— BEGIN DATA PROVIDED —
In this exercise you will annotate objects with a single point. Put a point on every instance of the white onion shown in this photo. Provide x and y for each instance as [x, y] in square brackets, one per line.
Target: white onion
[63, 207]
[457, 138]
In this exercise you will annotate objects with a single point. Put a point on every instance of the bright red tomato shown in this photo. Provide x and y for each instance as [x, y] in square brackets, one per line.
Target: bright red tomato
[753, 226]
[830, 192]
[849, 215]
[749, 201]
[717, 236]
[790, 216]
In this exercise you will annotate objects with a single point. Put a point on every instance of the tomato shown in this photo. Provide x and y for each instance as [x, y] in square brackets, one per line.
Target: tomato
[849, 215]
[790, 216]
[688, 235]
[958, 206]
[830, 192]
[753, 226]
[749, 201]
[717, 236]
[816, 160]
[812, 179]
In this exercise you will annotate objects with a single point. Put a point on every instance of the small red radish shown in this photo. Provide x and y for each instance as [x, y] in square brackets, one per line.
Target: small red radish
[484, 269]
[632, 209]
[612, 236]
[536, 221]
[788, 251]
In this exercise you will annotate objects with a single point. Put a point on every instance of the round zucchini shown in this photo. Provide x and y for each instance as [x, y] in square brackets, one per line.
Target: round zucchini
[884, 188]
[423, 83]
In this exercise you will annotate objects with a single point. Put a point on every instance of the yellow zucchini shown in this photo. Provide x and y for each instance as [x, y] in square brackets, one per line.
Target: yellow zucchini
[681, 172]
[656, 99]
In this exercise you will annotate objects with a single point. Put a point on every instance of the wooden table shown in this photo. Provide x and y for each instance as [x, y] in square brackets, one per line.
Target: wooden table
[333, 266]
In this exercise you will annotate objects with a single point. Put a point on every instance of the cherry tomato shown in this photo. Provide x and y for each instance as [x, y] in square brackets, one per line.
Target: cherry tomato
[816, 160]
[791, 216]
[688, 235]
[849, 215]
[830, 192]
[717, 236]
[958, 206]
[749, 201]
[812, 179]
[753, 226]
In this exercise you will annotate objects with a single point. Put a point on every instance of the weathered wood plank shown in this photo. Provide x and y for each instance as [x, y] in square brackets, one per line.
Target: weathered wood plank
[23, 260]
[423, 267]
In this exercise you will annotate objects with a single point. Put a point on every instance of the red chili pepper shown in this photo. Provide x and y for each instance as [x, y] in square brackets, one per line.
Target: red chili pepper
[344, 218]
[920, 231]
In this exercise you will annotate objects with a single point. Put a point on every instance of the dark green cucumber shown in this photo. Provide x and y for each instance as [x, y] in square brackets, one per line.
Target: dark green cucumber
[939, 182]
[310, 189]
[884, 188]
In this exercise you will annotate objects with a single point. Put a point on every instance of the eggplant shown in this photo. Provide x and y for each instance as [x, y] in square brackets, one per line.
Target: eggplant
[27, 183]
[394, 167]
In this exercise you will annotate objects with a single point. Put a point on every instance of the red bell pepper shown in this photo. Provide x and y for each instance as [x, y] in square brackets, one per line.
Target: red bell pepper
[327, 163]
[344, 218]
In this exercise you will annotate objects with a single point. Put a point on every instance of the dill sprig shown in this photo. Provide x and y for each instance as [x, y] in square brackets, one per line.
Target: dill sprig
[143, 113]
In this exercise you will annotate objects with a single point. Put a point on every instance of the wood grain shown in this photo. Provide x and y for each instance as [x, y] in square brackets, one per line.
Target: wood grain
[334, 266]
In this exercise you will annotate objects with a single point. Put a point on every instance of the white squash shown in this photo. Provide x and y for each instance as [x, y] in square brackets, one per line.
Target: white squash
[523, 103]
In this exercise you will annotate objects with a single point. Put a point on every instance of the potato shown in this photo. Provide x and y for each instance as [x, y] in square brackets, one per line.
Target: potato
— END DATA PROVIDED —
WHAT IS BEING ASKED: Recopy the entries above exactly, with every line included.

EXPECTED ANSWER:
In this exercise you will annotate objects with a single point. Put a point on every instance of the white onion shown in this photo. Provide x and y for each instance as [x, y] in square brackets, one per line.
Target: white onion
[63, 207]
[457, 138]
In this exercise you will annotate objects with a single point. Put a point on every instance of the bright red tomato shown in this photo. Provide x and y for each instance as [x, y] in square brackets, one per line.
Target: bright red tomato
[753, 226]
[830, 192]
[849, 215]
[749, 201]
[717, 236]
[790, 216]
In this exercise you will annotate objects with a single point. Put a point on every instance of the tomato shown in this photo. Provide x and y for each instance as [x, y] in square brackets, one per line.
Target: tomato
[849, 215]
[790, 216]
[688, 235]
[958, 206]
[830, 192]
[753, 226]
[749, 201]
[717, 236]
[816, 160]
[812, 179]
In this exercise you will annotate objects with a single point. Put a point on every instance of the small red radish shown in this photo. Provide x and y for each instance as [x, y] in square brackets, one per line.
Target: small red radish
[484, 269]
[632, 209]
[612, 236]
[536, 221]
[788, 251]
In this exercise you will annotate objects with a single point. Put a point on every instance of the round zucchini shown in this photo. Provide x and y for each instance as [x, y] in square brackets, one per line.
Target: round zucchini
[884, 188]
[423, 83]
In this exercise you will annotate objects with a single point. Put a point on every instance of the yellow zucchini shown in this photo. Provide x and y for each instance as [x, y] in square brackets, one per line.
Target: yellow zucchini
[681, 172]
[656, 99]
In this exercise you will annotate objects with a single point. Put a point on every instance of the wooden table shown in this photo. Provide x and y for each instance as [x, y] in square brackets, one per line.
Target: wooden table
[333, 266]
In this exercise you will annotate objects with a single point. Put a point on every instance of the cherry tomato shown in this photo. Provide x and y for each instance as [x, y] in square brackets, one per line.
Target: cherry tomato
[816, 160]
[791, 216]
[688, 235]
[849, 215]
[830, 192]
[717, 236]
[958, 206]
[749, 201]
[812, 179]
[753, 226]
In this exercise you will annotate objects with a single point. Put a point on every instance of the weathered wood plank shown in this photo. Provide x and y for each instance as [x, y] in square brackets, one per line.
Target: weathered wood plank
[23, 260]
[423, 267]
In this exercise you will annotate objects with a single point. Put a point on every instance of the red chili pepper shown in this photo. Provide x and y for each instance as [x, y] in square brackets, one per line.
Target: red chili pepper
[344, 218]
[920, 231]
In this exercise you will annotate objects with a single point. Put a point on every instance of the dark green cucumber shown in this photo. Provide x and y for each instance as [x, y] in square brackets, one per line.
Target: dark green cucumber
[939, 182]
[310, 189]
[884, 188]
In this exercise you will annotate objects with a single point. Put a point on every instance of the eggplant shown in this photo. Provide x and y for each instance as [x, y] in square brackets, one per line.
Target: eggplant
[27, 183]
[394, 167]
In this exercise you will annotate objects with a single point. Put a point on every instance of the red bell pepper shown in this photo. Provide x and y for each instance as [x, y] in square brackets, one per line.
Target: red bell pepper
[327, 163]
[344, 218]
In this exercise you will annotate objects with a single point. Put a point on every instance of the dill sprig shown in this photo. Provide x and y for each instance as [x, y] in square brackets, one per line.
Target: dill sprig
[143, 113]
In this exercise you will annotate objects with a single point. Put a point on every instance of the wood grain shown in this photo. Provide x and y for each instance as [x, y] in square brackets, one per line.
Target: wood grain
[334, 266]
In this exercise you will annotate objects with a single point. Put a point on every instance of the white squash shown in this photo. Provide x and y for each instance as [x, y] in square brackets, one per line.
Target: white squash
[523, 103]
In this exercise you will annotate objects with a single point. Put a point on every instance of the potato shown in this photo. Provide x and y for each instance as [x, y] in square brackets, one per line.
Target: potato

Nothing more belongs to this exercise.